DIRECTION: Reproduce the passage below on bond recitals and estoppel word for word, from start to finish.

SELECTED EXTRACT:
......

That in truth and in fact a required bond election was actually called or held, when necessarily judicially found as a fact in bond validation proceedings, or certified *Page 705 as a fact in the recitals of bonds that have been duly negotiated and passed into the hands of bona fide holders for value without notice, cannot be negatived or put in issue by the obligor on the bonds is a universal rule of law in this country. This is so, because the certification or recital of the existence vel non of a recitable fact (such as the fact that a bond election was held and what its result was) on the strength of the truth of which recital in the bonds such bonds were sold or negotiated, effectually estops the obligor from subsequently denying the truth of the recital, or thereafter refuting or denying the truth of facts such obligor must have averred in judicial proceedings to have such bonds validated, even though the recited or certified fact of the calling and favorable result of a bond election to authorize the issuance of the bonds may be altogether nonexistent, or the recital itself demonstrably false, as can be later shown by proof offered in a civil suit brought to enforce the bonds.
Special tax school district bonds are in all respects analogous to ordinary municipal bonds. This is true, because they are issued by a public corporation under its seal and pursuant to statutes which make them negotiable instruments when issued in accordance with the provisions of Section 17 of Article XII of the State Constitution and the statutes cognate therewith.

......

ENTRIES SUPPLIED:
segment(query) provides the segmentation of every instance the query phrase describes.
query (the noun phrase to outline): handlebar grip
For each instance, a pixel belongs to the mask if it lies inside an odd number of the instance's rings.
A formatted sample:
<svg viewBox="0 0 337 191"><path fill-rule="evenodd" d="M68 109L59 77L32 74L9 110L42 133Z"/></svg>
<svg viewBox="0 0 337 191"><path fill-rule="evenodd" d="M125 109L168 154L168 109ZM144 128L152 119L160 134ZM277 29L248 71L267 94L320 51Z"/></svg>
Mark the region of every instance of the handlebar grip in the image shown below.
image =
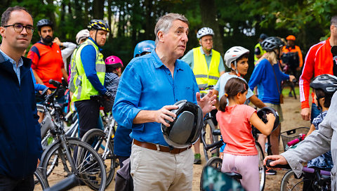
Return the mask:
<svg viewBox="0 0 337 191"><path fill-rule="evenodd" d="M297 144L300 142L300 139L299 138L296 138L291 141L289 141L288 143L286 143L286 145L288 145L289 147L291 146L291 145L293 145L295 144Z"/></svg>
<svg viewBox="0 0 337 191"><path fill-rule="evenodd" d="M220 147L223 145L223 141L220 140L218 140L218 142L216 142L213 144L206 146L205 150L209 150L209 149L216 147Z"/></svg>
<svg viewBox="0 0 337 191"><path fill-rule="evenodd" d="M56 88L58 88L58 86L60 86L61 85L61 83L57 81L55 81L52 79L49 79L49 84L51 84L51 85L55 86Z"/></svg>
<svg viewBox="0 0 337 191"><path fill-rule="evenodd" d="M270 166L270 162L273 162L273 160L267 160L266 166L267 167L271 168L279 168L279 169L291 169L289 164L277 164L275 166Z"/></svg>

......

FULL SOLUTION:
That in truth and in fact a required bond election was actually called or held, when necessarily judicially found as a fact in bond validation proceedings, or certified *Page 705 as a fact in the recitals of bonds that have been duly negotiated and passed into the hands of bona fide holders for value without notice, cannot be negatived or put in issue by the obligor on the bonds is a universal rule of law in this country. This is so, because the certification or recital of the existence vel non of a recitable fact (such as the fact that a bond election was held and what its result was) on the strength of the truth of which recital in the bonds such bonds were sold or negotiated, effectually estops the obligor from subsequently denying the truth of the recital, or thereafter refuting or denying the truth of facts such obligor must have averred in judicial proceedings to have such bonds validated, even though the recited or certified fact of the calling and favorable result of a bond election to authorize the issuance of the bonds may be altogether nonexistent, or the recital itself demonstrably false, as can be later shown by proof offered in a civil suit brought to enforce the bonds.
Special tax school district bonds are in all respects analogous to ordinary municipal bonds. This is true, because they are issued by a public corporation under its seal and pursuant to statutes which make them negotiable instruments when issued in accordance with the provisions of Section 17 of Article XII of the State Constitution and the statutes cognate therewith.